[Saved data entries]
_ _ _ _ _ _ _
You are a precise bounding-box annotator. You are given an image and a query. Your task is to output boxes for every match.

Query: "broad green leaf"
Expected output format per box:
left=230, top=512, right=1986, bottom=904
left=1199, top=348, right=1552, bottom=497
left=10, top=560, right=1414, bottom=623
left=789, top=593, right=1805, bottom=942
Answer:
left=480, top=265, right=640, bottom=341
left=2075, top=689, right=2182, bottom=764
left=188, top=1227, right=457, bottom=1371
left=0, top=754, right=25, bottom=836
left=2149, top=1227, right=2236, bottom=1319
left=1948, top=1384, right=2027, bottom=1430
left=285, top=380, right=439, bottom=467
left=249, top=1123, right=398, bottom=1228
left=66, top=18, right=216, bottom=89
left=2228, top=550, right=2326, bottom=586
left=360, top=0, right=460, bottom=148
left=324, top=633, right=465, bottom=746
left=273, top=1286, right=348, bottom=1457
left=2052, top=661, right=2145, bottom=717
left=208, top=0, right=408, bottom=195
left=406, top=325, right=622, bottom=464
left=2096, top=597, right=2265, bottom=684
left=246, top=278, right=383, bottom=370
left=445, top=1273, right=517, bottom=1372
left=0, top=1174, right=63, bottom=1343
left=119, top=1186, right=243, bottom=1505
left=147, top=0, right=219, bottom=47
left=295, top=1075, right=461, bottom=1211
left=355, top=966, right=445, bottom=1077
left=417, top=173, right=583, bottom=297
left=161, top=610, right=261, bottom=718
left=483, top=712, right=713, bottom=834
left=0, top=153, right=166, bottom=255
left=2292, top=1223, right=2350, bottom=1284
_ _ _ _ _ _ _
_Task details_
Each record must be output word for word.

_Reply_
You are a precise bounding-box annotator. You are given an image and a query. Your task is to output boxes for every match.

Query: "broad green leaf"
Expected output format per box:
left=230, top=512, right=1986, bottom=904
left=1199, top=348, right=1552, bottom=497
left=10, top=560, right=1414, bottom=623
left=789, top=593, right=1805, bottom=942
Answer:
left=480, top=265, right=640, bottom=341
left=2075, top=689, right=2182, bottom=764
left=188, top=1227, right=457, bottom=1371
left=0, top=754, right=25, bottom=836
left=2149, top=1227, right=2236, bottom=1319
left=1948, top=1384, right=2027, bottom=1430
left=285, top=380, right=439, bottom=467
left=249, top=1123, right=398, bottom=1228
left=66, top=18, right=216, bottom=89
left=2228, top=550, right=2326, bottom=586
left=360, top=0, right=460, bottom=148
left=324, top=633, right=465, bottom=746
left=273, top=1286, right=348, bottom=1457
left=2052, top=661, right=2145, bottom=717
left=208, top=0, right=408, bottom=195
left=406, top=325, right=622, bottom=464
left=2096, top=597, right=2265, bottom=684
left=246, top=278, right=383, bottom=370
left=445, top=1273, right=517, bottom=1372
left=0, top=1174, right=63, bottom=1343
left=119, top=1186, right=243, bottom=1505
left=147, top=0, right=219, bottom=47
left=295, top=1075, right=461, bottom=1211
left=355, top=966, right=445, bottom=1077
left=417, top=173, right=583, bottom=297
left=161, top=610, right=261, bottom=718
left=483, top=712, right=713, bottom=834
left=0, top=153, right=166, bottom=255
left=2292, top=1223, right=2350, bottom=1284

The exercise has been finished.